**WHAT YOU HAVE TO DO**:
Beginning with the line where "Target: flower bed" appears, restate the lines word for word through the last one in the listing.

**GIVEN DATA**:
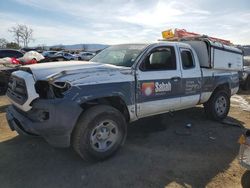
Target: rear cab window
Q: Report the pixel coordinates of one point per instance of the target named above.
(187, 58)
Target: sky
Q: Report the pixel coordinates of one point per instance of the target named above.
(124, 21)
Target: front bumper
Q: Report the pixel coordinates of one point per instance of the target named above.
(54, 120)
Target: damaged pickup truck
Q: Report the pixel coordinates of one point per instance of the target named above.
(88, 105)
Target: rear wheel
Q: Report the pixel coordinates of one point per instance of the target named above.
(218, 105)
(99, 133)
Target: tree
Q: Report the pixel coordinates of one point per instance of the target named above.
(3, 42)
(22, 34)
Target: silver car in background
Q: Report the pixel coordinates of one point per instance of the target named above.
(86, 56)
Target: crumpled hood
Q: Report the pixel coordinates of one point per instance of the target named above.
(79, 72)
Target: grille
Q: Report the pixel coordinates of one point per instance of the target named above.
(17, 90)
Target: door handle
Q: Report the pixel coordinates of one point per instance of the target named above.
(176, 79)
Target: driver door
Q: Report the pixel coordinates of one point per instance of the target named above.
(158, 82)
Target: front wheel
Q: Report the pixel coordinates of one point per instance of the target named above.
(99, 133)
(218, 105)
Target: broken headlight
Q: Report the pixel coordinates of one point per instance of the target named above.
(48, 90)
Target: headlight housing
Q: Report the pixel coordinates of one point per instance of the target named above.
(47, 90)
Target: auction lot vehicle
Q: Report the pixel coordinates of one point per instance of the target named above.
(89, 104)
(244, 157)
(245, 74)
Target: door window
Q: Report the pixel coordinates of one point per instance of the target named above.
(160, 59)
(187, 59)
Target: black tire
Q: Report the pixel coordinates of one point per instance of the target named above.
(211, 107)
(246, 85)
(245, 180)
(87, 128)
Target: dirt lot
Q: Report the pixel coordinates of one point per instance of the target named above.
(159, 152)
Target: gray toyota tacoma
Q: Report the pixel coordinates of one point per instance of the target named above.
(88, 105)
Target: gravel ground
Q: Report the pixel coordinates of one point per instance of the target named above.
(159, 152)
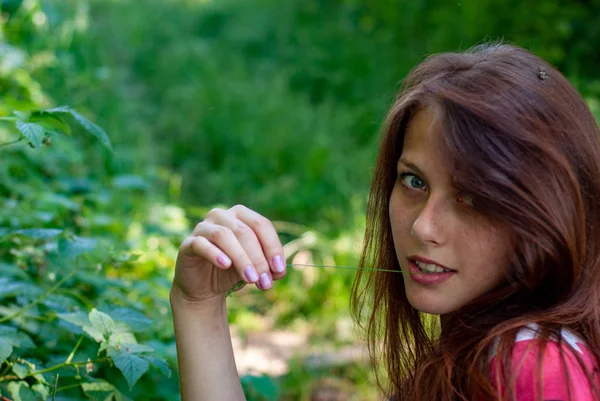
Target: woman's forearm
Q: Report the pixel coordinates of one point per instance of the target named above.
(205, 355)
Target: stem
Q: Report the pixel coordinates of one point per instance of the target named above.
(5, 369)
(10, 143)
(67, 387)
(64, 364)
(40, 298)
(55, 384)
(72, 354)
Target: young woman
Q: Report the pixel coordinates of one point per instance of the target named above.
(486, 196)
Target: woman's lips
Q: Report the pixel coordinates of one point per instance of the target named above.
(427, 278)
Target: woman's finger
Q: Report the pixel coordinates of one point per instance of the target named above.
(251, 244)
(200, 246)
(267, 236)
(226, 241)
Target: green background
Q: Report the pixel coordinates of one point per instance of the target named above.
(273, 104)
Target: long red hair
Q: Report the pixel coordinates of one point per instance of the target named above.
(524, 144)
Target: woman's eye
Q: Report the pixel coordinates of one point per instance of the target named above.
(466, 199)
(412, 181)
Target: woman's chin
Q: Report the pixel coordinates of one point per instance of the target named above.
(429, 303)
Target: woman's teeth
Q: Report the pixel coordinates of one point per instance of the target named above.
(429, 268)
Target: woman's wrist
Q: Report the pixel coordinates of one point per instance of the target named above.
(181, 303)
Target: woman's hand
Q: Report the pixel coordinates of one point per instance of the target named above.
(228, 246)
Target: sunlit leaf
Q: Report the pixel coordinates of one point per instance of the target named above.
(42, 390)
(20, 370)
(5, 350)
(39, 233)
(161, 364)
(131, 366)
(98, 391)
(135, 320)
(76, 246)
(102, 322)
(20, 391)
(89, 126)
(32, 132)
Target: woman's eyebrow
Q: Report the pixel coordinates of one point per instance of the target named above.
(411, 166)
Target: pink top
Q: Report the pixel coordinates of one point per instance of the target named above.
(557, 377)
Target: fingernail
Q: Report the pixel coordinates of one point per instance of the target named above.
(223, 260)
(265, 281)
(251, 274)
(278, 264)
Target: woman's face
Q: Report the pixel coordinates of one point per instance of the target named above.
(453, 253)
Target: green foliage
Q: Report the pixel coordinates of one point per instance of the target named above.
(275, 105)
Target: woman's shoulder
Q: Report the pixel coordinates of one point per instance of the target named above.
(559, 367)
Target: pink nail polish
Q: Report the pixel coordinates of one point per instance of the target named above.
(223, 260)
(265, 281)
(251, 274)
(278, 264)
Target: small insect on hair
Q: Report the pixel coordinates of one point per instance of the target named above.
(542, 74)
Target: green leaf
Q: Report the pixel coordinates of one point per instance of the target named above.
(5, 350)
(89, 126)
(39, 233)
(263, 385)
(131, 366)
(15, 338)
(20, 114)
(93, 129)
(98, 391)
(42, 390)
(51, 121)
(20, 391)
(76, 246)
(82, 320)
(20, 370)
(134, 319)
(102, 322)
(34, 133)
(161, 364)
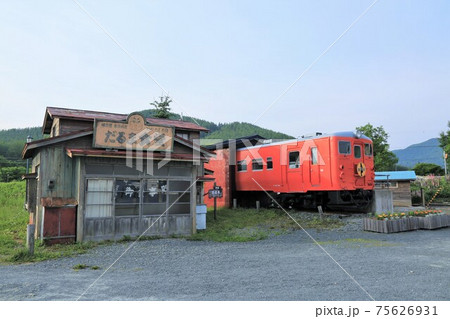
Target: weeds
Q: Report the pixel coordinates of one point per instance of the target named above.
(240, 225)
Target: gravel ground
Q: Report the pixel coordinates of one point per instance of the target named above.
(403, 266)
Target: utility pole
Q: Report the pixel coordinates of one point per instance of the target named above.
(445, 163)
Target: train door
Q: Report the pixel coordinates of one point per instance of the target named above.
(314, 167)
(294, 171)
(358, 164)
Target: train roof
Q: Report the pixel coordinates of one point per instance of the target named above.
(350, 134)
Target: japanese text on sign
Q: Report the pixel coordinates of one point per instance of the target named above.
(134, 134)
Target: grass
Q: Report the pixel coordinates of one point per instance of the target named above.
(13, 228)
(240, 225)
(358, 242)
(231, 225)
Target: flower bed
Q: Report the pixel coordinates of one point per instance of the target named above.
(398, 222)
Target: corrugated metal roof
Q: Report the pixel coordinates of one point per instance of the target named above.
(85, 115)
(123, 154)
(395, 176)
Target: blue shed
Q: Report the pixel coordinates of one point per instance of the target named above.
(399, 182)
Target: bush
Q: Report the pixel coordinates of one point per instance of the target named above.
(424, 169)
(9, 174)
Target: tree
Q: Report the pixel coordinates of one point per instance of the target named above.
(162, 107)
(385, 160)
(423, 169)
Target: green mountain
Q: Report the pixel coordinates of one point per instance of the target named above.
(240, 129)
(425, 152)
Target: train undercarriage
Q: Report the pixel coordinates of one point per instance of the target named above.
(356, 200)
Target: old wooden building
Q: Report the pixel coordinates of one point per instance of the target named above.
(399, 182)
(103, 176)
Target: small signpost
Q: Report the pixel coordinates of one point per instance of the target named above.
(215, 192)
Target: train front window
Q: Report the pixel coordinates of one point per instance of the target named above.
(368, 149)
(269, 163)
(242, 166)
(257, 164)
(345, 147)
(357, 151)
(294, 159)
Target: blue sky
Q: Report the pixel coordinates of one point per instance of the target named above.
(227, 61)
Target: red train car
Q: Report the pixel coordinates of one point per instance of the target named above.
(334, 169)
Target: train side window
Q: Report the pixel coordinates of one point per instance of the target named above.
(242, 166)
(357, 151)
(269, 163)
(294, 159)
(368, 149)
(257, 164)
(314, 158)
(344, 147)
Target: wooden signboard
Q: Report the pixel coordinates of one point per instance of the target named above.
(133, 134)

**TASK ANSWER**:
Target: flower bed
Q: Report the pixel coordinates of one point per instance of the target named above.
(398, 222)
Target: corrugated metal roof
Q: Report the pixel coordinates of one point per instance of the target named above.
(85, 115)
(123, 154)
(395, 176)
Target: blue shed
Q: Report the pixel coordinates of one point per instance of the target named above.
(399, 182)
Target: bush
Q: Report the pixel coordinates of one point per instance of the target named above.
(424, 169)
(9, 174)
Target: tree
Q: Report the pixel coordinates of one point per instance of the target named above.
(162, 107)
(385, 160)
(423, 169)
Target: green mountain
Q: Report the pixel coordinates of one point per instance of the target named above.
(240, 129)
(425, 152)
Target: train undercarriage
Q: Report the pixel coordinates of one point per instance of the target named above.
(356, 200)
Target: old wooden building
Q: Report the pixel coordinates of one point per instance of the target named above.
(399, 182)
(103, 176)
Target: small signpost
Q: Report the pixel coordinates of one point per instance of the target named above.
(215, 192)
Target: train front window
Q: Report the pixel coordinates of one point per instance of the target named above.
(368, 149)
(269, 163)
(242, 166)
(257, 164)
(345, 147)
(357, 151)
(294, 159)
Target: blue sky
Q: Report the pixel coordinates of one point per instance of the target named above.
(227, 61)
Target: red train car
Q: Report the pixel coordinates of one point per instance of the target named above.
(334, 169)
Target: train side window
Q: Report the pixel coordinates of one point per instance of the target named above.
(242, 166)
(357, 151)
(269, 163)
(294, 159)
(368, 149)
(257, 164)
(314, 158)
(344, 147)
Target: wooden signboard
Q: Report the pixel coordinates of one point per instance of the target named above.
(133, 134)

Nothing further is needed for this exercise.